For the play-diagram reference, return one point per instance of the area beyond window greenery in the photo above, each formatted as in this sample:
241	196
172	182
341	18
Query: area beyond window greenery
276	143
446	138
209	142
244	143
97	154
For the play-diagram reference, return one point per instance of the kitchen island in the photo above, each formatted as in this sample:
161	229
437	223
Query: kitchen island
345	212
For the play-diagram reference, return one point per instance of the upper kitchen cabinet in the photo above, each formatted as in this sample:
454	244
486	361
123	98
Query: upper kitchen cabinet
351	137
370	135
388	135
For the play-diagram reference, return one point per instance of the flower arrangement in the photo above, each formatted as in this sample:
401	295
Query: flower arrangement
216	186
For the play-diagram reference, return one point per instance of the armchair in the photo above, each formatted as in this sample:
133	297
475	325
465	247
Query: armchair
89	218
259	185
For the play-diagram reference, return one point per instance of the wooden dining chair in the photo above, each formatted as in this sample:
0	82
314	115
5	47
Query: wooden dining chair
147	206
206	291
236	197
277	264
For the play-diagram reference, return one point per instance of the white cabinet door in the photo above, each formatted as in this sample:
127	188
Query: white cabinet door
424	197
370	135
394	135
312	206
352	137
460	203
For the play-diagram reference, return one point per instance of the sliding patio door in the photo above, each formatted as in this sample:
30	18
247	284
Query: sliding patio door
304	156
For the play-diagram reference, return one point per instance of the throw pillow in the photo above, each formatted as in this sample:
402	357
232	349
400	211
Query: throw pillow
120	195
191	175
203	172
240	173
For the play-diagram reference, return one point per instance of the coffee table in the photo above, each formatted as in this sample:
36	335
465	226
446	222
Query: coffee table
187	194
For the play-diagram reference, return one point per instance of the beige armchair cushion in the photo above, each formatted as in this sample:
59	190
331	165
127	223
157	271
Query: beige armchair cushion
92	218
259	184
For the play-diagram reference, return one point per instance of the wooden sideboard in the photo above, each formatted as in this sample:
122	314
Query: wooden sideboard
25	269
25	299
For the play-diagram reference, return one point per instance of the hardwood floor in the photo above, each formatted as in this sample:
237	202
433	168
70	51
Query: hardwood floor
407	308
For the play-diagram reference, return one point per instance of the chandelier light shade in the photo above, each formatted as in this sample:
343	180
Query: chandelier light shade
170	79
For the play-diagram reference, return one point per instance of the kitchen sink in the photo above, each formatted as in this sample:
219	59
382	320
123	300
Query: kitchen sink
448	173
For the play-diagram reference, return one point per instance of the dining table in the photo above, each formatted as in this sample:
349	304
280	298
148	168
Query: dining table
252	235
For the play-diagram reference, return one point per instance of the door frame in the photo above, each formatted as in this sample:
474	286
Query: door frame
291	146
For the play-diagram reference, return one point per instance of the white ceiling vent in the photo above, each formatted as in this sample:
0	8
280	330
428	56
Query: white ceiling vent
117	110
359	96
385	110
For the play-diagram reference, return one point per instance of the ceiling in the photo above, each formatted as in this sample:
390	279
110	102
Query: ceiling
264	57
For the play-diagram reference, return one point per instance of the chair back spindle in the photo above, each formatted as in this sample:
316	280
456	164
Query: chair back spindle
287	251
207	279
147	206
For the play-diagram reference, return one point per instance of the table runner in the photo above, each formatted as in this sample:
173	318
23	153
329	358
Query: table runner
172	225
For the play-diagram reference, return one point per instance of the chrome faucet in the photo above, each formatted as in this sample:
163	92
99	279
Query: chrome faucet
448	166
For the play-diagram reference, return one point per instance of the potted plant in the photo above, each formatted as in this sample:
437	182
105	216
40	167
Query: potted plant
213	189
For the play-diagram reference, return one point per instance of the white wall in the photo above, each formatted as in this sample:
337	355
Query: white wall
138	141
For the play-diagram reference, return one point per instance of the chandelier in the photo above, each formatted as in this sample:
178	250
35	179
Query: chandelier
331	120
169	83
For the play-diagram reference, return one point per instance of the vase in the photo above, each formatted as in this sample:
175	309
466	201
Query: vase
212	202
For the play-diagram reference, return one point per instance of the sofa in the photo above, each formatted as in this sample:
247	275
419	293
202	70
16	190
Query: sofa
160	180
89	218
++++++++++++++++++++
Your objective
Retype all of the rows above with no changes.

In response
For the play-diagram reference, return one point per instance of the area beyond window greenery in the photo above, each formatted as in this sample:
241	196
172	182
341	18
Query: area beyond window greenery
276	143
446	138
209	142
244	143
97	154
For the play-diagram reference, return one point per instance of the kitchen island in the photo above, each formatted as in this sample:
161	229
437	223
Query: kitchen island
345	212
For the play-diagram reference, return one point per instance of the upper kitchen cabinet in the photo above, each formatted as in this sample:
454	244
486	361
123	98
Query: upper kitchen cabinet
351	137
370	135
388	135
For the play-diagram reference, return one point per instance of the flower arrangement in the photo above, each formatted as in this sample:
401	295
Query: flower arrangement
216	186
For the play-diagram reference, return one point per instance of the armchair in the photo above, each formatted as in this sample:
133	297
475	325
465	247
Query: armchair
89	218
259	185
For the play-diagram reference, return one point per instance of the wooden dining chair in the photo above, each formatted as in this sample:
0	82
314	115
5	47
Query: wooden dining chair
147	206
206	291
236	197
277	264
For the play-diagram reference, return one point per instance of the white cabinet door in the photo above, each formatted as in this sample:
127	188
Query: white cabinet door
424	197
370	135
394	135
312	206
352	137
460	203
For the play-diagram reference, return one point per instance of the sliding patio door in the photo above, each formatted as in this sample:
30	18
247	284
Query: sliding patio door
304	156
For the play-diagram reference, return one point per instance of the throw pillow in the photo above, each formatted as in this sample:
402	357
232	349
400	211
Query: throw pillow
120	195
191	175
203	172
240	173
For the play-diagram reference, return one point per instance of the coffee table in the photo above, each formatted as in this sample:
36	335
465	226
446	222
Query: coffee table
187	194
For the play-diagram reference, return one point per instance of the beige armchair cushion in the photo above, each formatted as in this sample:
59	190
331	165
127	223
157	271
Query: beige armchair cushion
92	218
259	184
For the play-diagram reference, return one point per instance of the wooden sideboard in the photo above, each formatted as in this sample:
122	314
Query: wooden sideboard
25	269
25	299
For the play-diagram reference, return one point per instance of the hardwood floor in the photo above, each formatted as in this sample:
237	202
433	168
70	51
Query: hardwood floor
407	308
For the play-diagram reference, return one point per instance of the chandelier light shade in the photo above, each formatted as in this sample:
343	180
Query: chandelier light shade
170	79
For the play-diagram reference, return one point per instance of the kitchen sink in the photo above, each formatted as in this sample:
219	59
382	320
123	300
Query: kitchen sink
448	173
For the play-diagram reference, return one point per instance of the dining table in the photo above, each formatted as in this sample:
349	304
280	298
148	168
Query: dining table
252	235
For the play-diagram reference, return one point per instance of the door frame in the photo above, each formatted as in this sample:
474	286
Query: door frame
291	146
For the play-diagram reference, return one point per instance of the white ceiling vent in the photo above, each formatted as in this sample:
0	8
280	330
428	56
Query: white ceiling vent
117	110
359	96
385	110
For the play-diagram reference, return one point per instance of the ceiling in the photo above, each formatted as in this sample:
390	279
110	102
Query: ceiling
264	57
For the play-diagram reference, return one point per instance of the chair back spindle in the photo above, each formatted as in this sample:
316	280
456	164
Query: chair back spindle
287	251
207	279
147	206
For the play-diagram reference, return one point per instance of the table runner in the photo above, each formatted as in this sample:
173	318
23	153
329	358
Query: table runner
172	225
For the play-diagram reference, return one point per instance of the chrome faucet in the photo above, each formatted as in this sample:
163	92
99	279
Query: chrome faucet
448	166
For the play-diagram reference, return one point per instance of the potted plant in the photo above, each formatted as in this sample:
437	182
105	216
40	167
Query: potted plant
213	189
For the play-diagram reference, return one point per instance of the white wall in the photo above, each formatted as in this sample:
337	355
Query: white wall
138	141
For the play-diagram reference, return one point per instance of the chandelier in the photo above, each formatted as in this sample:
178	250
35	179
Query: chandelier
331	120
169	83
For the play-diagram reference, return one point per instance of the vase in the photo above, each formatted as in this sample:
175	309
466	201
Query: vase
212	202
For the play-diagram reference, return one point per instance of the sofa in the photo above, each formatted as in this sample:
247	275
419	293
202	70
16	190
Query: sofa
160	180
89	218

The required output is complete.